* _WHAT THIS TASK INVOLVES_: In the records below, find the line containing "Request = tag one keypoint per instance of the street", then extract that line and all subsequent lines exactly, leaving out everything else.

+++ ROWS +++

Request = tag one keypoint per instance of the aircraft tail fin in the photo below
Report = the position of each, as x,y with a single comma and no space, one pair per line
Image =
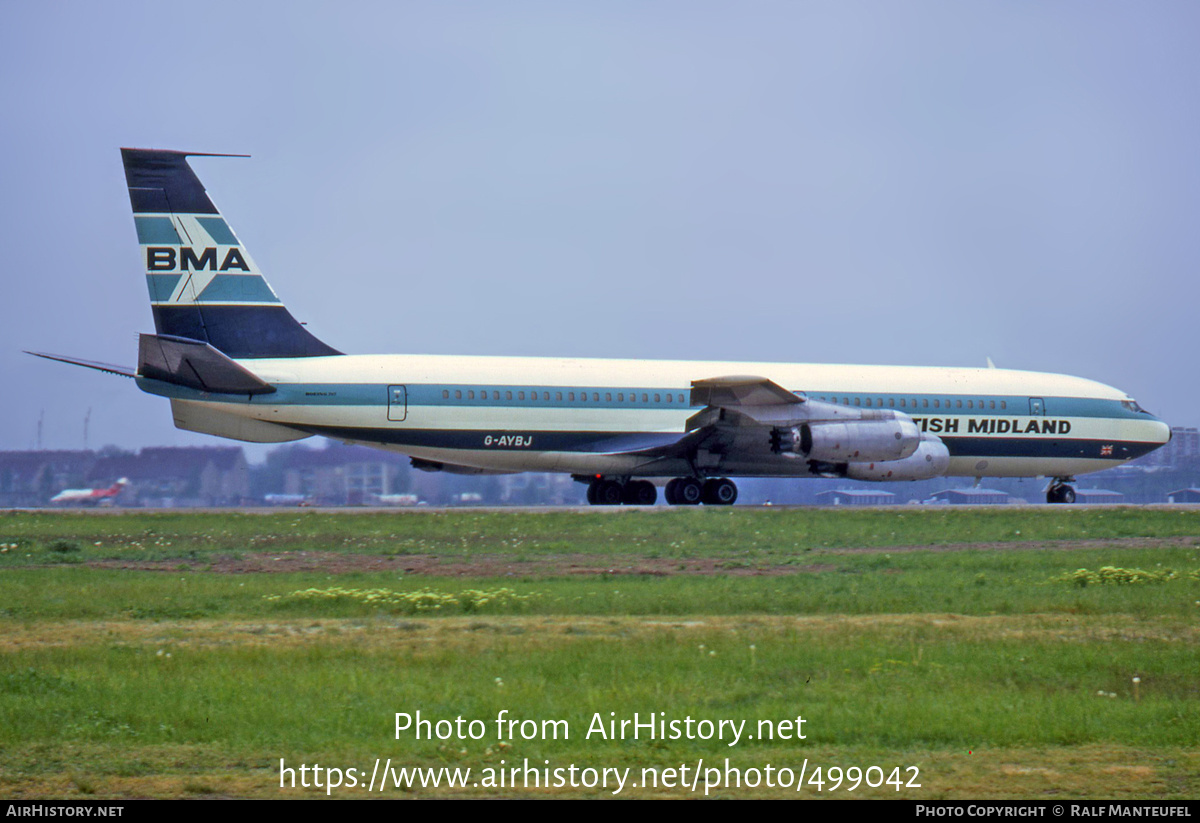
203,283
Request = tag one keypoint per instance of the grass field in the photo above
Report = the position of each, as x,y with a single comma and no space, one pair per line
186,654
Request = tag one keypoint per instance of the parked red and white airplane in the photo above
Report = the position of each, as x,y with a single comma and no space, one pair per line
90,497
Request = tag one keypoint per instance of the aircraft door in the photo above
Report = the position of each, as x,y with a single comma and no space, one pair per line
397,403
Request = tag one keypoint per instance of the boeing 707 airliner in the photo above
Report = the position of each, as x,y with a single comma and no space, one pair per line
235,364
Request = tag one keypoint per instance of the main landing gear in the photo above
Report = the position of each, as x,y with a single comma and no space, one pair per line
679,492
1060,492
607,492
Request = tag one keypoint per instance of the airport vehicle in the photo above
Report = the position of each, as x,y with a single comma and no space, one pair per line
234,362
90,497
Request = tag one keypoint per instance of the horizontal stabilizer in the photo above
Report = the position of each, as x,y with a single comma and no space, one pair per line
124,371
196,365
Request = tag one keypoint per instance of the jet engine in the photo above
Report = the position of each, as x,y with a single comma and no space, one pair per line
930,460
885,438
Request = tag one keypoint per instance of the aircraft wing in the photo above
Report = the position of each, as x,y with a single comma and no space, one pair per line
124,371
745,401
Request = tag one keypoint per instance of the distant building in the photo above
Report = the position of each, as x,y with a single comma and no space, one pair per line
178,476
33,478
1098,496
856,497
973,497
342,475
1182,449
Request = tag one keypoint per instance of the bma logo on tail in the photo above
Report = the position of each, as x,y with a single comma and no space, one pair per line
165,258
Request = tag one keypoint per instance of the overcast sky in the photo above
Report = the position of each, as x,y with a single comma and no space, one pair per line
892,182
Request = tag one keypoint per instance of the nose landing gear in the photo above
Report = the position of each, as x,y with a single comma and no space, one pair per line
1060,492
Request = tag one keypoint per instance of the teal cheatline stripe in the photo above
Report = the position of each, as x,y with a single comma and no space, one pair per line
238,288
157,230
161,286
219,230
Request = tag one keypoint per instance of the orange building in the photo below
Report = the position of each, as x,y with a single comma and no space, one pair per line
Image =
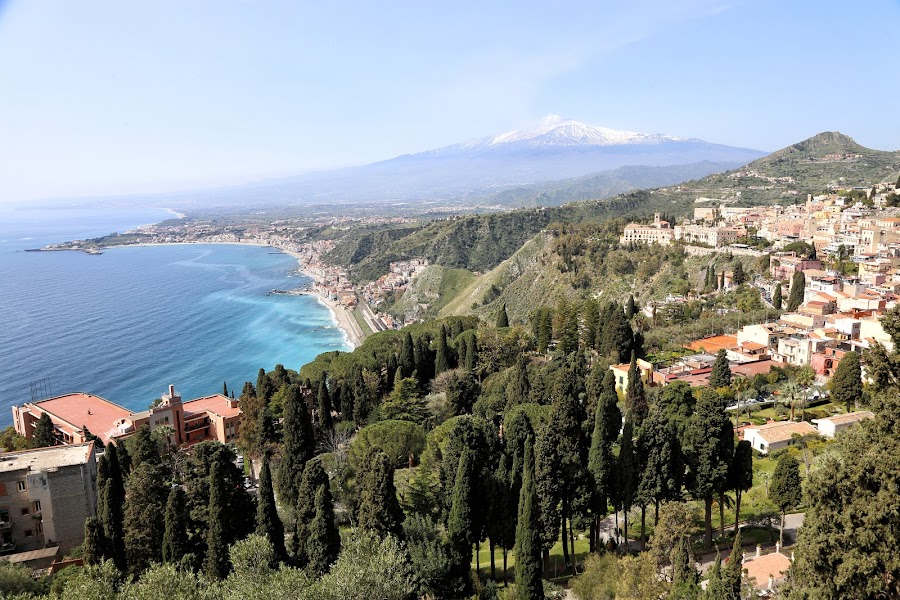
209,418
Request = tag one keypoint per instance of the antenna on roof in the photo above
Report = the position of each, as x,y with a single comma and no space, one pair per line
40,390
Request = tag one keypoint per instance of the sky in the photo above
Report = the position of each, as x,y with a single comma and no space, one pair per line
106,97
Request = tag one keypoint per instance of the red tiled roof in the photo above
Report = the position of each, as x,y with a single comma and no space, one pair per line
81,410
216,404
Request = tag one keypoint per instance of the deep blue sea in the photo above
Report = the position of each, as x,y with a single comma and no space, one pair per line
127,323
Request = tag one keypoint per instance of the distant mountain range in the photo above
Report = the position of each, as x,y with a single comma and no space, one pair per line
478,170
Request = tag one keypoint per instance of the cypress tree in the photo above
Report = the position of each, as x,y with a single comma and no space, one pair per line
740,475
502,317
528,542
518,389
94,541
798,284
216,565
175,537
635,397
379,510
407,362
43,432
267,522
326,423
299,444
471,352
313,478
442,358
324,541
143,447
846,385
731,573
144,519
711,441
721,372
461,523
785,490
601,462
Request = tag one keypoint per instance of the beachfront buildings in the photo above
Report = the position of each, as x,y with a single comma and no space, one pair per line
78,416
45,496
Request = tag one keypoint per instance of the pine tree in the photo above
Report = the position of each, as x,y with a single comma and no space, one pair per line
635,398
846,385
798,285
528,542
43,432
326,423
299,444
721,372
502,317
379,510
324,541
407,362
267,522
785,490
216,565
94,542
175,537
442,356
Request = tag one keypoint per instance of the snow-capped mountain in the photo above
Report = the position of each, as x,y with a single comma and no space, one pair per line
553,130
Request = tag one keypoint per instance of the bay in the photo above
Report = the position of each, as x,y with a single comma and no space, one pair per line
127,323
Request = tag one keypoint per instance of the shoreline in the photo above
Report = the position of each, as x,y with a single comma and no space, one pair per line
342,318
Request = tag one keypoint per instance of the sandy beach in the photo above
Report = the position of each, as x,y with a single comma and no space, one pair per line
342,317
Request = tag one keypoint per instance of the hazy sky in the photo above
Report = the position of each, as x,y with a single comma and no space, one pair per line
118,96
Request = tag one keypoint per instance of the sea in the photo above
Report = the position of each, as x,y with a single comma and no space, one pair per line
125,324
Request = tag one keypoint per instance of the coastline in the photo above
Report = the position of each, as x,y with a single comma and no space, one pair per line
343,318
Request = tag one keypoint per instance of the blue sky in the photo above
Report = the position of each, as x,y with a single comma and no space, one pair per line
115,97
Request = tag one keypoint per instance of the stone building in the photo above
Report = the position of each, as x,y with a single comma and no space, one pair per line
45,496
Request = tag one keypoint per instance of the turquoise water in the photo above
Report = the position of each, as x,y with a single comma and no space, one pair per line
127,323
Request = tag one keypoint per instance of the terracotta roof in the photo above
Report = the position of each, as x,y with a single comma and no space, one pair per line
775,564
848,417
782,432
85,410
216,404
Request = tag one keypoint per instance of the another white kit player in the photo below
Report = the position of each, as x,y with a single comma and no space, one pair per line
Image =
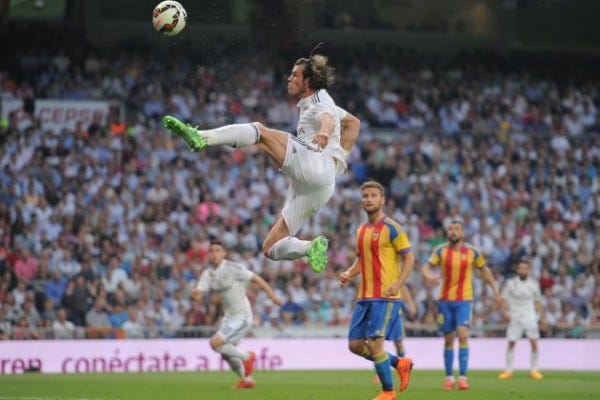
230,279
523,308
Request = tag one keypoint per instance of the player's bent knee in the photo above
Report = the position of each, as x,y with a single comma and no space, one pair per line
267,249
356,348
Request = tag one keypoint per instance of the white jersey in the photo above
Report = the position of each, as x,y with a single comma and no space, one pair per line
311,108
230,280
521,296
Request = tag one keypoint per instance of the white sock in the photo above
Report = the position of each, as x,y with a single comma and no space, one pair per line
237,135
510,356
229,350
236,365
288,248
534,360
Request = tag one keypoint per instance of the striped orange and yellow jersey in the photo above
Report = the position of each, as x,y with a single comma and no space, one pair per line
379,246
457,265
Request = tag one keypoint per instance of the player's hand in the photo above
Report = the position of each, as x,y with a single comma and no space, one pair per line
392,290
276,300
321,139
343,278
412,310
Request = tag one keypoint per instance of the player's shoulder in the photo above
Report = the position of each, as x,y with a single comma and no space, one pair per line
440,248
228,264
323,97
392,223
473,248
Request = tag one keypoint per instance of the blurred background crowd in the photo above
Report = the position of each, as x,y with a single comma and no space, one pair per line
104,229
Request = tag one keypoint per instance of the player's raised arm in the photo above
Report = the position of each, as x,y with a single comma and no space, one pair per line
326,127
350,127
408,262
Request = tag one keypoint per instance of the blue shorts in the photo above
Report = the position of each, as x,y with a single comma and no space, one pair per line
452,314
376,319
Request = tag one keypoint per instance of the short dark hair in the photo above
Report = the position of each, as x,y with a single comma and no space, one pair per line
458,221
216,242
319,73
373,184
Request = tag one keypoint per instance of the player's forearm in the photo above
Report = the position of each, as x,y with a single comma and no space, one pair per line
408,263
488,278
406,296
327,123
350,130
539,309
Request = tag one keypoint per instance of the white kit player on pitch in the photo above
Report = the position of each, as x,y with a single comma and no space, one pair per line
229,279
311,160
522,307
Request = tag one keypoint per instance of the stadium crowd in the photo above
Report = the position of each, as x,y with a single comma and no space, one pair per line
104,232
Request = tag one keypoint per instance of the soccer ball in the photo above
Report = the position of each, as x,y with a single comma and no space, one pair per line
169,17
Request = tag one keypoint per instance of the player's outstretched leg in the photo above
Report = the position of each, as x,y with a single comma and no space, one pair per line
404,368
188,133
317,253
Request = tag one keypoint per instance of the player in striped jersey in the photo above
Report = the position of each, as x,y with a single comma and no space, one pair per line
311,160
384,262
457,261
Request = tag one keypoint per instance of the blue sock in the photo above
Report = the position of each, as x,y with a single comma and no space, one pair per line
382,366
463,360
448,360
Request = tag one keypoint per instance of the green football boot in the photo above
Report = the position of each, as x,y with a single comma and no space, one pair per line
317,253
188,133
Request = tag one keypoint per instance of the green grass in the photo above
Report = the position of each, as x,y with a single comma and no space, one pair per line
291,385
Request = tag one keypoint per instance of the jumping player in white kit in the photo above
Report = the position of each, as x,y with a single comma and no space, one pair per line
229,279
522,306
311,160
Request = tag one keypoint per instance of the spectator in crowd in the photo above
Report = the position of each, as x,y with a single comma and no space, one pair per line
61,327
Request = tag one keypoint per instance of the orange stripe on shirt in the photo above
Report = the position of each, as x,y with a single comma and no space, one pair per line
376,261
447,273
464,263
361,257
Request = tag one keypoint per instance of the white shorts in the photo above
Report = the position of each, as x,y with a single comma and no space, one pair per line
312,180
232,330
516,329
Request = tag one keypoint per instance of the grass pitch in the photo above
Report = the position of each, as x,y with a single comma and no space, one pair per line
292,385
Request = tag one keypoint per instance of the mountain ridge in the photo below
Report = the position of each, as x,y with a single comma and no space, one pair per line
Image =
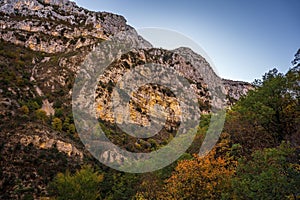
42,46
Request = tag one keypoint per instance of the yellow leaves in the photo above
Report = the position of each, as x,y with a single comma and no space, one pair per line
202,177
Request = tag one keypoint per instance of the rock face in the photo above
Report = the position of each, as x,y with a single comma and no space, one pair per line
42,45
56,26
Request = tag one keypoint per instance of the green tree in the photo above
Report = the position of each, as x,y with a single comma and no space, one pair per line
57,124
83,185
25,110
41,115
269,114
269,174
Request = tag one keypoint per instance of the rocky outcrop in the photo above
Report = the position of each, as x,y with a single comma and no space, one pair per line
42,45
56,26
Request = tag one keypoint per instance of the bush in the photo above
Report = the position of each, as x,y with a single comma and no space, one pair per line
83,185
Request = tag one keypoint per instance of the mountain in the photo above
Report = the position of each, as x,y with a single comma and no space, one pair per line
43,44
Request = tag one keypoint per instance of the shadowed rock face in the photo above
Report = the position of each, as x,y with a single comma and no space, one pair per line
43,43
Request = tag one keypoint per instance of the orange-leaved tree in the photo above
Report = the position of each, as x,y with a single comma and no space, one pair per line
207,177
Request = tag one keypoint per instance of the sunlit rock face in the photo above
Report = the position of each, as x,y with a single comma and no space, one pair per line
43,44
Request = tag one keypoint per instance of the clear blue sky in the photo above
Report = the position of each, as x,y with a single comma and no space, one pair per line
244,39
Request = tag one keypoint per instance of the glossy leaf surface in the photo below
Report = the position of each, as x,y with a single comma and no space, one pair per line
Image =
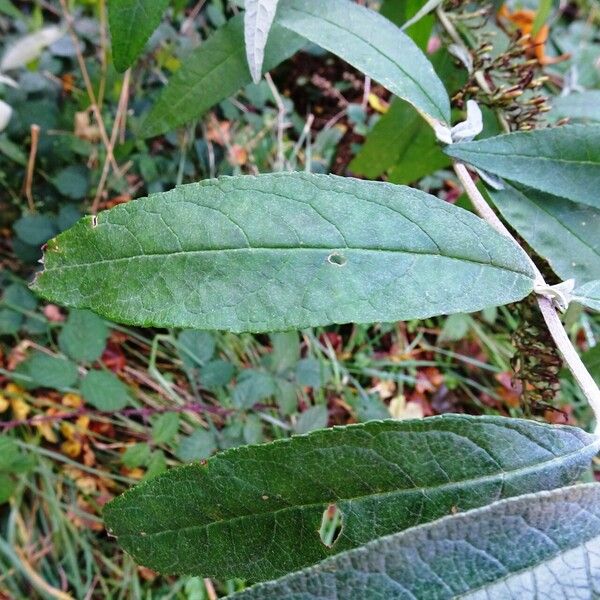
564,161
282,251
254,512
538,546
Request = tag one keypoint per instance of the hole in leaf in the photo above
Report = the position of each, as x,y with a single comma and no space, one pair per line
337,259
331,525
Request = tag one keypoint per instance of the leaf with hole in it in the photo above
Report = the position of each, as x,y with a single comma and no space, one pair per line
564,161
372,44
131,24
282,251
258,19
566,234
212,72
588,294
543,545
254,512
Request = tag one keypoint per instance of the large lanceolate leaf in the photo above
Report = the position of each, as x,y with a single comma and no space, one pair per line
564,161
545,545
282,251
254,512
213,72
566,234
258,19
131,24
373,45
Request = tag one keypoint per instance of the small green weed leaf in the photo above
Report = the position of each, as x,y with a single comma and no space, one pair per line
541,545
564,161
8,8
311,419
213,72
83,337
258,19
402,143
35,229
252,387
216,373
588,294
105,391
254,512
201,444
282,251
196,348
286,352
566,234
73,182
136,455
156,465
165,428
372,44
50,371
131,24
584,106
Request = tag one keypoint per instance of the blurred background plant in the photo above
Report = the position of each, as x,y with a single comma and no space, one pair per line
88,408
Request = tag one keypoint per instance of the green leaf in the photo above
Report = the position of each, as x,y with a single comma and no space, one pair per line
254,512
105,391
201,444
258,20
567,235
581,106
196,347
35,229
372,44
131,24
542,545
165,428
563,161
214,71
73,182
282,251
588,294
403,143
84,336
311,419
51,371
9,9
136,456
216,373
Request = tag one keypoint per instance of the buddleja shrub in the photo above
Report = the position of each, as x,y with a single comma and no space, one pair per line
438,508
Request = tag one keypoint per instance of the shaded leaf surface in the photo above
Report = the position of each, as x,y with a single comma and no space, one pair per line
580,106
254,512
372,44
564,161
258,19
131,24
280,252
538,546
567,235
213,72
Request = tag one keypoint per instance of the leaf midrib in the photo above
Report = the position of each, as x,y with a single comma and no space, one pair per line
501,476
164,255
423,90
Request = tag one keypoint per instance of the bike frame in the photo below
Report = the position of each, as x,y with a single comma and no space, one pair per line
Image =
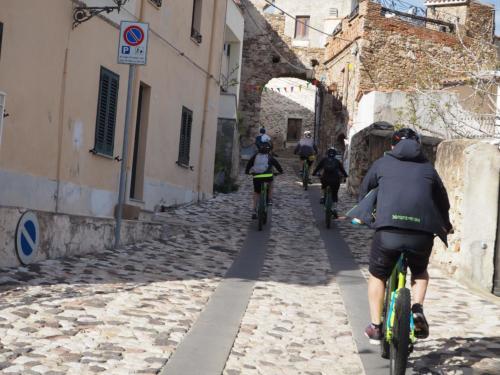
396,282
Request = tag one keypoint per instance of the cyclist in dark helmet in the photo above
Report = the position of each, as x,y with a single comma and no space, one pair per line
262,138
332,170
412,205
261,167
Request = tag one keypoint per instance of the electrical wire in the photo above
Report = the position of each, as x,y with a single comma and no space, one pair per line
305,24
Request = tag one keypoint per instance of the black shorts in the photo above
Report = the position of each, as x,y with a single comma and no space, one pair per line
334,186
257,183
388,244
310,161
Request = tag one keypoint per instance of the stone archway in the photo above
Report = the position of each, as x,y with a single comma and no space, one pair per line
268,53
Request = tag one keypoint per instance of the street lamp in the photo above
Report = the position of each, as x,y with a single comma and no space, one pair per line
84,13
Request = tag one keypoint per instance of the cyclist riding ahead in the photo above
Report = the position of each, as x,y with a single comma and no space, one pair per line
263,138
332,170
412,205
307,149
261,167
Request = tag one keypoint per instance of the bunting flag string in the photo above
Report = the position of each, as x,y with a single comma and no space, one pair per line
284,89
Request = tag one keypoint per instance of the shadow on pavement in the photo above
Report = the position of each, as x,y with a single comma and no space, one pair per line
457,355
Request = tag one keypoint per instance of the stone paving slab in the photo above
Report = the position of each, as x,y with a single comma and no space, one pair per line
296,322
464,325
119,312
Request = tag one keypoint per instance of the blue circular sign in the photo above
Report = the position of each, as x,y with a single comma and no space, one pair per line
27,237
133,35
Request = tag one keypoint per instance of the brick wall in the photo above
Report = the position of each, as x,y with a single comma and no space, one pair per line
267,54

+++

* _REPLY_:
Request = tag one keypoint per instance of the street lamp in the photo above
Report = the position of each, as x,y with a single comma and no space, one pair per line
84,13
Request = tag one keypoint per instance of the cyclist riding ahead in the photo above
Report = the position of each, as x,y with a single comma and no space, one pair per line
263,138
332,170
412,205
307,149
261,167
Request = tag one keypoint per instance of the bunting flag string in the photo above
Report = the position of each, as x,y with a single comma and no space, one pair per line
284,89
Request = tag one keypoint per instance of the shadow on pavement in the photo above
Report = the position of each, as x,y with a single comma and no space, one pair per line
457,355
Request = tag one keypoint per instance of the stone paving slab in the photo above
Report = the position of each, as x,y with a single comma and no space, one pair per line
296,322
464,325
119,312
Request = tag one keypoint per instance of the blue circular sign in the photo above
Report = the position of each, as x,y with a single comma and no space, one pair per line
27,237
133,35
Request = tag one keypoint per instance of the brick wall in the photo above
Report = the position of each, as x,y with a single comma and no space, one pair per line
267,54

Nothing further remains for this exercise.